Start of Exercise inputs

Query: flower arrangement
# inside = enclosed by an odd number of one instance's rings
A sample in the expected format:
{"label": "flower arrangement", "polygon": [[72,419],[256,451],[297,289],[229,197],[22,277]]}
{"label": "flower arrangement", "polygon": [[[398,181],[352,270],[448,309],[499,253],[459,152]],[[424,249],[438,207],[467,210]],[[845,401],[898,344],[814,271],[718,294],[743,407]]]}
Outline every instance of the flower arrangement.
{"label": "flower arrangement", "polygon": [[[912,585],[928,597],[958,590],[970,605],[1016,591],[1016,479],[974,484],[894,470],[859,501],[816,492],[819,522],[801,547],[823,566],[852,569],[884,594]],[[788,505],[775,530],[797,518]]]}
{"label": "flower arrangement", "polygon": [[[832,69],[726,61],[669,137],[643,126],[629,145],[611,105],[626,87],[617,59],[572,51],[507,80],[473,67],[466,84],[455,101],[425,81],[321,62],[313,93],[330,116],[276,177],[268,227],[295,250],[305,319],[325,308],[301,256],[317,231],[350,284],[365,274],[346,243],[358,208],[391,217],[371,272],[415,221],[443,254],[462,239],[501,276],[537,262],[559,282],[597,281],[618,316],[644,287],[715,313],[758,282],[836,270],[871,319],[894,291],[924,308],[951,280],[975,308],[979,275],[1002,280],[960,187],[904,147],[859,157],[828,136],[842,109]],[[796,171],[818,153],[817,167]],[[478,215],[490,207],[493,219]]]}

End of Exercise inputs

**What is required**
Rescale the data above by writing out every line again, requests included, with each coordinate in the answers multiplied by 1.45 and rounded to a whole number (halves round up). Leave all other numbers unchanged.

**Answer below**
Query: flower arrangement
# inside = enclosed by an odd number of one instance's rings
A sample in the expected format:
{"label": "flower arrangement", "polygon": [[72,419],[256,451],[297,289],[229,197],[22,277]]}
{"label": "flower arrangement", "polygon": [[[398,181],[352,270],[448,309],[499,253],[459,152]],[[424,249],[438,207],[467,210]],[[845,401],[898,344],[814,271],[718,294],[743,407]]]}
Outline every instance of the flower arrangement.
{"label": "flower arrangement", "polygon": [[[1322,848],[1346,866],[1389,856],[1407,877],[1473,857],[1473,695],[1412,702],[1296,682],[1246,726],[1183,713],[1188,757],[1161,793],[1193,821],[1235,825],[1282,861]],[[1143,732],[1124,769],[1156,751]]]}
{"label": "flower arrangement", "polygon": [[[1206,100],[1053,88],[970,199],[932,183],[912,210],[886,152],[908,126],[895,86],[829,74],[735,116],[686,97],[676,122],[660,146],[616,117],[465,90],[454,135],[479,168],[400,257],[389,329],[428,363],[442,463],[471,447],[436,371],[460,335],[508,412],[529,397],[502,352],[519,302],[567,315],[538,394],[602,320],[642,368],[670,347],[726,400],[779,380],[811,409],[866,407],[896,458],[934,416],[1037,454],[1099,409],[1212,392],[1263,463],[1296,422],[1340,447],[1379,406],[1414,447],[1420,399],[1453,406],[1392,271],[1311,213],[1246,228],[1201,197],[1221,158]],[[1154,248],[1186,222],[1185,242]],[[693,312],[711,300],[715,318]]]}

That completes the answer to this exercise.